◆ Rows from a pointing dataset
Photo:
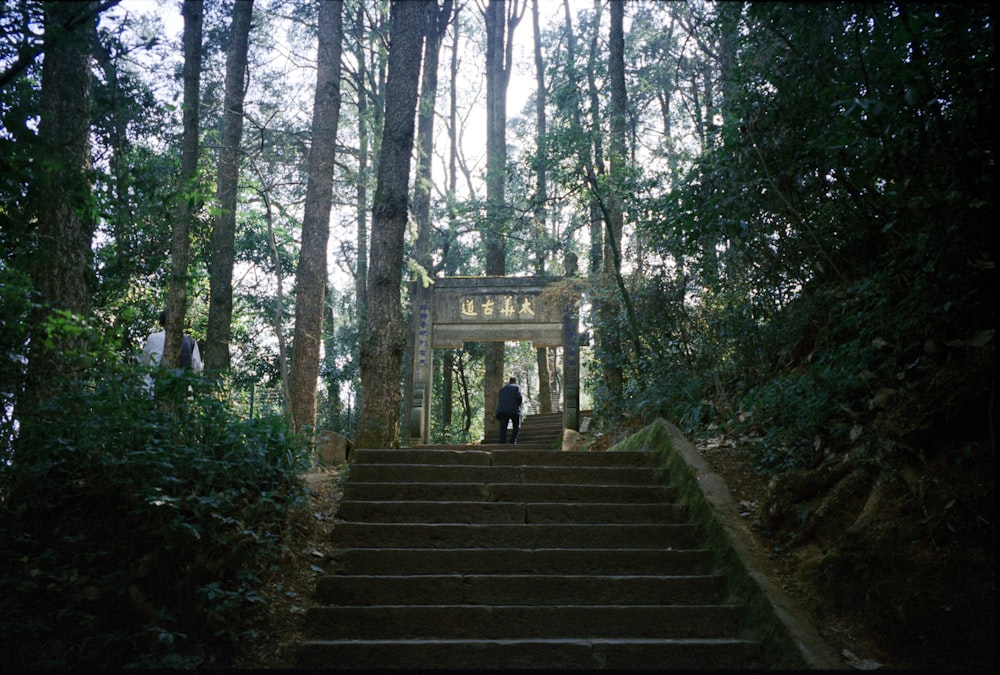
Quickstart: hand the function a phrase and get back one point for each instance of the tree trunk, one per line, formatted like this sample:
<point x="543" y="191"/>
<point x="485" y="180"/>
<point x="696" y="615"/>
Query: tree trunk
<point x="500" y="24"/>
<point x="541" y="200"/>
<point x="310" y="278"/>
<point x="437" y="24"/>
<point x="382" y="347"/>
<point x="361" y="271"/>
<point x="61" y="268"/>
<point x="193" y="12"/>
<point x="220" y="309"/>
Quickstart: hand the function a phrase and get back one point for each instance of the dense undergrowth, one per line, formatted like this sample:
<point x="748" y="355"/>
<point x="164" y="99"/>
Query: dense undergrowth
<point x="137" y="530"/>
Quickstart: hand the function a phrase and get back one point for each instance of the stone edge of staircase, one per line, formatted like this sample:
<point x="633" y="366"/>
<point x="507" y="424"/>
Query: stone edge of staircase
<point x="789" y="640"/>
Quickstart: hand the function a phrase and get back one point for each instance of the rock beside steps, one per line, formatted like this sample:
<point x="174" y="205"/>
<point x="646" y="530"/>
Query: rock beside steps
<point x="502" y="558"/>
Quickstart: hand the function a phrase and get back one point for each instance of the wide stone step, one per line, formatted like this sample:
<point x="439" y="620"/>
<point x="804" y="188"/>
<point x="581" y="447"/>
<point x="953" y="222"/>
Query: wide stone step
<point x="449" y="535"/>
<point x="481" y="512"/>
<point x="577" y="475"/>
<point x="634" y="561"/>
<point x="507" y="557"/>
<point x="555" y="654"/>
<point x="524" y="589"/>
<point x="513" y="492"/>
<point x="496" y="622"/>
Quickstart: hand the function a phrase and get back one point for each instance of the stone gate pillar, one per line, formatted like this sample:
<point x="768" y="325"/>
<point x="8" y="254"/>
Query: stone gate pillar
<point x="456" y="310"/>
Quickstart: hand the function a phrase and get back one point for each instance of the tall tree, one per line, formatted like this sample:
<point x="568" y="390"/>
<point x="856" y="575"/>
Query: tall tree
<point x="61" y="269"/>
<point x="501" y="20"/>
<point x="541" y="198"/>
<point x="220" y="309"/>
<point x="310" y="279"/>
<point x="384" y="341"/>
<point x="180" y="245"/>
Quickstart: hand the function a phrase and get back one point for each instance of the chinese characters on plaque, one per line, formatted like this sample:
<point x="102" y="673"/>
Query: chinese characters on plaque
<point x="423" y="346"/>
<point x="501" y="307"/>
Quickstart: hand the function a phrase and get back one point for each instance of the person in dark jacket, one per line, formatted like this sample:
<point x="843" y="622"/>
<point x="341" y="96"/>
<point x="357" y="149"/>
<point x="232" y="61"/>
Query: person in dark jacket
<point x="509" y="409"/>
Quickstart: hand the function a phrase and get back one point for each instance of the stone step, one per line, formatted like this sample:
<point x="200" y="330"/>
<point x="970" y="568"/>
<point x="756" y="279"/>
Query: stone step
<point x="495" y="622"/>
<point x="575" y="475"/>
<point x="381" y="511"/>
<point x="505" y="557"/>
<point x="634" y="561"/>
<point x="520" y="589"/>
<point x="451" y="535"/>
<point x="501" y="455"/>
<point x="512" y="492"/>
<point x="554" y="654"/>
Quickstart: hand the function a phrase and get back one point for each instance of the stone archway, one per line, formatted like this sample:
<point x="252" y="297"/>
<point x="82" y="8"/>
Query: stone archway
<point x="456" y="310"/>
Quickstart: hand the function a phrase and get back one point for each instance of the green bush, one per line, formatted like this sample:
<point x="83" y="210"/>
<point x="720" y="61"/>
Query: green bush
<point x="137" y="529"/>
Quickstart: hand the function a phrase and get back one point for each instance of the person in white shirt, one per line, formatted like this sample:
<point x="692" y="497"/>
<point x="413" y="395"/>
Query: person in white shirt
<point x="152" y="353"/>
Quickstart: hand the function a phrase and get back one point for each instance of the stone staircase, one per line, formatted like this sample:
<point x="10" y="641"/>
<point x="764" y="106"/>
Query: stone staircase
<point x="502" y="557"/>
<point x="537" y="431"/>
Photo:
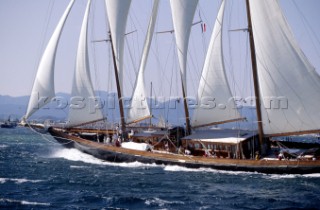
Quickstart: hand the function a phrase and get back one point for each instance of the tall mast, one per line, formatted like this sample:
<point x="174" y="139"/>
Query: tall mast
<point x="255" y="79"/>
<point x="151" y="105"/>
<point x="186" y="111"/>
<point x="122" y="121"/>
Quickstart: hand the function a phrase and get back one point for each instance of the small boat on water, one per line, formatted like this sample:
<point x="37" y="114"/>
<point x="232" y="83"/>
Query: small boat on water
<point x="282" y="109"/>
<point x="9" y="123"/>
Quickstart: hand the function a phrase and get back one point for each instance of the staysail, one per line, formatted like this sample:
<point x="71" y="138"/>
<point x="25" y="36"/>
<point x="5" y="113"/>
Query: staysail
<point x="215" y="104"/>
<point x="117" y="12"/>
<point x="139" y="108"/>
<point x="182" y="15"/>
<point x="43" y="87"/>
<point x="84" y="107"/>
<point x="289" y="84"/>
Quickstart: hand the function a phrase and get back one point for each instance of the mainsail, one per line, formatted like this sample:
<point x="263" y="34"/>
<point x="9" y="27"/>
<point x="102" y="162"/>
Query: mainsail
<point x="215" y="104"/>
<point x="43" y="87"/>
<point x="117" y="11"/>
<point x="85" y="108"/>
<point x="182" y="15"/>
<point x="289" y="84"/>
<point x="139" y="108"/>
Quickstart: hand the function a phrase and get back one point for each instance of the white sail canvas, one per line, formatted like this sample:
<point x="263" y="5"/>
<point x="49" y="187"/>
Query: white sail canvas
<point x="117" y="11"/>
<point x="43" y="87"/>
<point x="215" y="104"/>
<point x="182" y="16"/>
<point x="86" y="109"/>
<point x="139" y="108"/>
<point x="289" y="84"/>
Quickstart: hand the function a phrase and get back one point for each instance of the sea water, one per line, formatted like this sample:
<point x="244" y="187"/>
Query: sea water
<point x="38" y="173"/>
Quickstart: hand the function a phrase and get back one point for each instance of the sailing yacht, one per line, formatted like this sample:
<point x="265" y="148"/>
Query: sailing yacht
<point x="276" y="61"/>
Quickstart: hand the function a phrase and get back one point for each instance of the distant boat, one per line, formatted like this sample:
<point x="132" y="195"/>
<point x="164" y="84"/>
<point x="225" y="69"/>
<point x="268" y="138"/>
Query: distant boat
<point x="9" y="123"/>
<point x="276" y="62"/>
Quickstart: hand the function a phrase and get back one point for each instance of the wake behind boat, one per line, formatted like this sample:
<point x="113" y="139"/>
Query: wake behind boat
<point x="282" y="110"/>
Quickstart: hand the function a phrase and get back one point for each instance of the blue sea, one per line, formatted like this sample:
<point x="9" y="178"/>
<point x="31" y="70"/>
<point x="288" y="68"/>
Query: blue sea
<point x="38" y="173"/>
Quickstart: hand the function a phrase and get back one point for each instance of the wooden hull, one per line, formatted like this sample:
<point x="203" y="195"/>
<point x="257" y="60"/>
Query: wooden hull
<point x="118" y="154"/>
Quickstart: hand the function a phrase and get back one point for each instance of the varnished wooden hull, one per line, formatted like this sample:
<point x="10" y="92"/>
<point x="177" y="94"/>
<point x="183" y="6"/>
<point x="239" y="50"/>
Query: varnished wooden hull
<point x="118" y="154"/>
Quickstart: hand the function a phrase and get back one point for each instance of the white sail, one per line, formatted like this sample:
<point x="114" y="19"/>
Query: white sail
<point x="182" y="15"/>
<point x="43" y="86"/>
<point x="289" y="84"/>
<point x="215" y="104"/>
<point x="84" y="108"/>
<point x="139" y="108"/>
<point x="117" y="11"/>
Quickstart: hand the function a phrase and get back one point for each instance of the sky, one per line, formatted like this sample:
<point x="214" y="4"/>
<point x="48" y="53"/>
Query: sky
<point x="26" y="27"/>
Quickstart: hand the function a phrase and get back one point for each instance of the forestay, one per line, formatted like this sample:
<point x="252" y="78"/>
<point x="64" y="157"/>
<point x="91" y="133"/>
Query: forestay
<point x="43" y="87"/>
<point x="139" y="108"/>
<point x="182" y="15"/>
<point x="289" y="84"/>
<point x="215" y="102"/>
<point x="85" y="107"/>
<point x="117" y="11"/>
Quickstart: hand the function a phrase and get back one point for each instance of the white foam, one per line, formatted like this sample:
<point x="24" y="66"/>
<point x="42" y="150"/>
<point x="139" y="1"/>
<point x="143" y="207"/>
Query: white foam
<point x="18" y="181"/>
<point x="209" y="170"/>
<point x="3" y="146"/>
<point x="282" y="176"/>
<point x="315" y="175"/>
<point x="23" y="202"/>
<point x="76" y="155"/>
<point x="160" y="202"/>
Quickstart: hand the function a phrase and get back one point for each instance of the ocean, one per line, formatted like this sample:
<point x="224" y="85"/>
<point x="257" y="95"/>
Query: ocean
<point x="38" y="173"/>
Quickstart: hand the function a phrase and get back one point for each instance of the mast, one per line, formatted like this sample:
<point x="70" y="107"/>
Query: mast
<point x="186" y="111"/>
<point x="255" y="79"/>
<point x="122" y="120"/>
<point x="151" y="105"/>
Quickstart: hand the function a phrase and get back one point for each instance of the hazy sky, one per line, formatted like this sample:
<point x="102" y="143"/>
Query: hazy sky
<point x="26" y="27"/>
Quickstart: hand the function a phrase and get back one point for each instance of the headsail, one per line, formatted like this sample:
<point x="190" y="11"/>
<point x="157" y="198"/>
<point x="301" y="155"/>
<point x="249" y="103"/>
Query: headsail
<point x="117" y="12"/>
<point x="139" y="108"/>
<point x="215" y="104"/>
<point x="289" y="84"/>
<point x="86" y="109"/>
<point x="182" y="15"/>
<point x="43" y="86"/>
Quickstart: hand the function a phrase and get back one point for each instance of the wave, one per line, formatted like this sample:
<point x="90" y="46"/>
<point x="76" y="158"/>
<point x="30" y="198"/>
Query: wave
<point x="76" y="155"/>
<point x="160" y="202"/>
<point x="23" y="202"/>
<point x="18" y="181"/>
<point x="3" y="146"/>
<point x="209" y="170"/>
<point x="292" y="176"/>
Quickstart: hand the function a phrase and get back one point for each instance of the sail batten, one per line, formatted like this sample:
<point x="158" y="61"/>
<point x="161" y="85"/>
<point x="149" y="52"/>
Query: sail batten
<point x="215" y="101"/>
<point x="182" y="15"/>
<point x="139" y="109"/>
<point x="86" y="108"/>
<point x="43" y="87"/>
<point x="289" y="84"/>
<point x="220" y="122"/>
<point x="117" y="12"/>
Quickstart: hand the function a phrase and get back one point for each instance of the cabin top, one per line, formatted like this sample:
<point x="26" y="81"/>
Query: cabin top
<point x="227" y="136"/>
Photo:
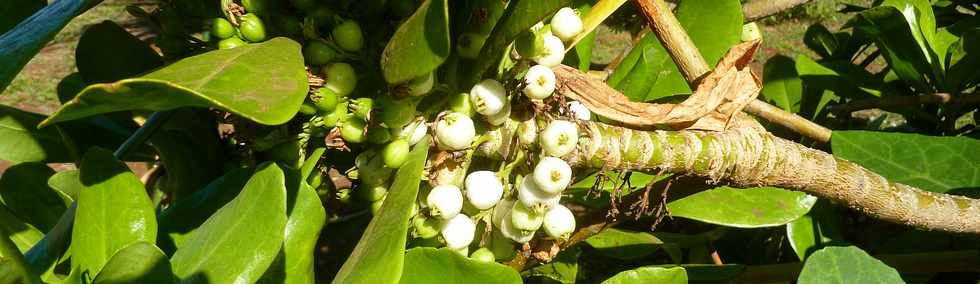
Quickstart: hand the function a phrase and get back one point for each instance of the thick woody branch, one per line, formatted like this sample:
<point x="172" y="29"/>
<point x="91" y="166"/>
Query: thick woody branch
<point x="689" y="60"/>
<point x="758" y="9"/>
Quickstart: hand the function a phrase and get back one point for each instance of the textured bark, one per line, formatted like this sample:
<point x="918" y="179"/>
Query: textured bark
<point x="748" y="156"/>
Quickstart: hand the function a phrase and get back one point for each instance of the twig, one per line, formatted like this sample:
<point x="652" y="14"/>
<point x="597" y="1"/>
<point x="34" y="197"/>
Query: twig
<point x="903" y="101"/>
<point x="792" y="121"/>
<point x="758" y="9"/>
<point x="693" y="66"/>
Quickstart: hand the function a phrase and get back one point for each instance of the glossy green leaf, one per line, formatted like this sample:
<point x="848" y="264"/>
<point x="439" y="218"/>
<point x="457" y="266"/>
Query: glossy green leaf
<point x="419" y="45"/>
<point x="624" y="244"/>
<point x="782" y="86"/>
<point x="818" y="228"/>
<point x="13" y="269"/>
<point x="23" y="234"/>
<point x="650" y="274"/>
<point x="294" y="264"/>
<point x="743" y="208"/>
<point x="265" y="82"/>
<point x="106" y="52"/>
<point x="519" y="17"/>
<point x="24" y="190"/>
<point x="15" y="11"/>
<point x="23" y="142"/>
<point x="563" y="268"/>
<point x="180" y="220"/>
<point x="932" y="163"/>
<point x="378" y="256"/>
<point x="113" y="212"/>
<point x="137" y="263"/>
<point x="20" y="44"/>
<point x="846" y="265"/>
<point x="714" y="26"/>
<point x="229" y="248"/>
<point x="430" y="265"/>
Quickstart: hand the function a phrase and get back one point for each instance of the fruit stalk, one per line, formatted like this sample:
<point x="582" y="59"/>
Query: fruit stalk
<point x="748" y="156"/>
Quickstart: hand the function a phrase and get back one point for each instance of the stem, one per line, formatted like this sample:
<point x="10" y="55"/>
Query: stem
<point x="752" y="157"/>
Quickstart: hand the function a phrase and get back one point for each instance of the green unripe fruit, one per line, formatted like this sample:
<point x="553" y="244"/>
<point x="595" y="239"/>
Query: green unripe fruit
<point x="461" y="103"/>
<point x="371" y="192"/>
<point x="353" y="131"/>
<point x="361" y="107"/>
<point x="340" y="77"/>
<point x="303" y="5"/>
<point x="318" y="53"/>
<point x="395" y="153"/>
<point x="307" y="108"/>
<point x="230" y="43"/>
<point x="348" y="36"/>
<point x="483" y="255"/>
<point x="395" y="113"/>
<point x="221" y="28"/>
<point x="252" y="28"/>
<point x="326" y="101"/>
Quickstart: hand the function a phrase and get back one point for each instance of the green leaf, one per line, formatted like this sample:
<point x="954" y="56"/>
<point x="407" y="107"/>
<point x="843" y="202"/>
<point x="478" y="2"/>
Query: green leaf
<point x="294" y="264"/>
<point x="518" y="18"/>
<point x="714" y="26"/>
<point x="24" y="190"/>
<point x="137" y="263"/>
<point x="430" y="265"/>
<point x="240" y="241"/>
<point x="818" y="228"/>
<point x="179" y="221"/>
<point x="624" y="244"/>
<point x="13" y="269"/>
<point x="782" y="85"/>
<point x="20" y="44"/>
<point x="113" y="212"/>
<point x="743" y="208"/>
<point x="265" y="82"/>
<point x="419" y="45"/>
<point x="563" y="268"/>
<point x="106" y="52"/>
<point x="846" y="265"/>
<point x="23" y="142"/>
<point x="650" y="274"/>
<point x="937" y="164"/>
<point x="378" y="256"/>
<point x="15" y="11"/>
<point x="23" y="234"/>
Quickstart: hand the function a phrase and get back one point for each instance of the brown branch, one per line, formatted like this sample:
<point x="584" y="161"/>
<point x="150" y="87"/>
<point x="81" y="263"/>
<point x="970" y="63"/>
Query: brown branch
<point x="906" y="101"/>
<point x="694" y="67"/>
<point x="792" y="121"/>
<point x="758" y="9"/>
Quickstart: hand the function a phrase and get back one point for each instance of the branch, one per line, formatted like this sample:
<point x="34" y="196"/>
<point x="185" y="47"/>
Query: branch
<point x="694" y="67"/>
<point x="906" y="101"/>
<point x="758" y="9"/>
<point x="749" y="156"/>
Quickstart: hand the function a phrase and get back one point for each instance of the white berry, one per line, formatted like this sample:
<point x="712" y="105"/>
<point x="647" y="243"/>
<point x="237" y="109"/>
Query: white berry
<point x="458" y="231"/>
<point x="552" y="175"/>
<point x="553" y="52"/>
<point x="579" y="111"/>
<point x="566" y="24"/>
<point x="559" y="222"/>
<point x="559" y="138"/>
<point x="534" y="198"/>
<point x="539" y="82"/>
<point x="454" y="131"/>
<point x="488" y="97"/>
<point x="524" y="219"/>
<point x="414" y="131"/>
<point x="445" y="201"/>
<point x="483" y="189"/>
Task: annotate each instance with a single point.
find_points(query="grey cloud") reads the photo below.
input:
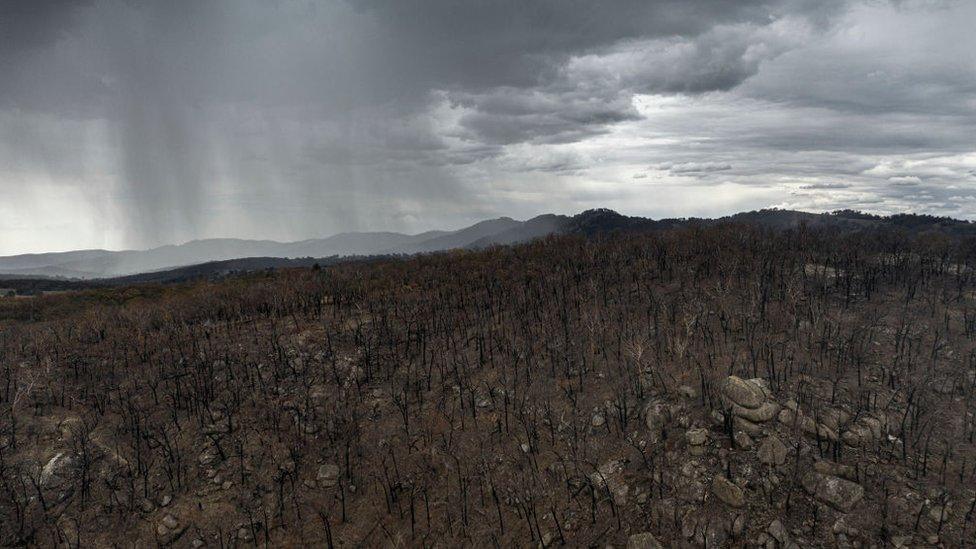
(291, 118)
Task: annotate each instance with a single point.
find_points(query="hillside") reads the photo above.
(711, 385)
(89, 264)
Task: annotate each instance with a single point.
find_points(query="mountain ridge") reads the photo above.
(100, 264)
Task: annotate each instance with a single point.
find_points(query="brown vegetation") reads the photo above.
(725, 385)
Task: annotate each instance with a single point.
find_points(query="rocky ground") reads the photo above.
(562, 393)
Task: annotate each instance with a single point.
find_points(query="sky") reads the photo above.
(132, 124)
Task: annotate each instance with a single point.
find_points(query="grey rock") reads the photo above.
(764, 412)
(745, 393)
(840, 494)
(728, 492)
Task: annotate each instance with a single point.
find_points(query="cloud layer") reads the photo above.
(131, 124)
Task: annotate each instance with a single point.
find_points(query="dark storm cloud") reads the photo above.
(294, 118)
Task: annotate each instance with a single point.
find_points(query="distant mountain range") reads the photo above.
(95, 264)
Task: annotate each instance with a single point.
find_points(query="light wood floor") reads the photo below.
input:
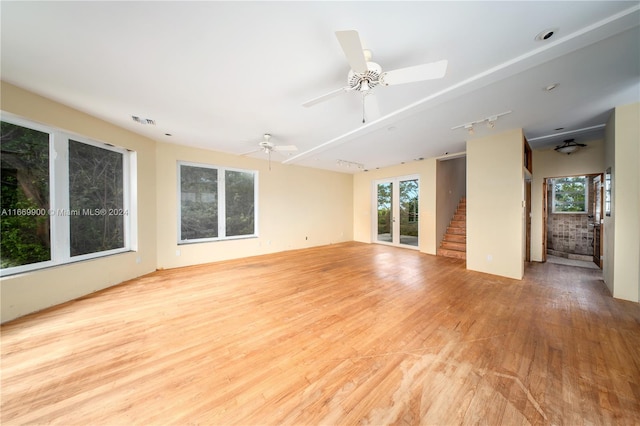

◆ DIRECTIONS
How many lines of the entries above contain the string "shirt"? Treat case as significant, and reply with the number alone.

◆ SOLVED PROBLEM
2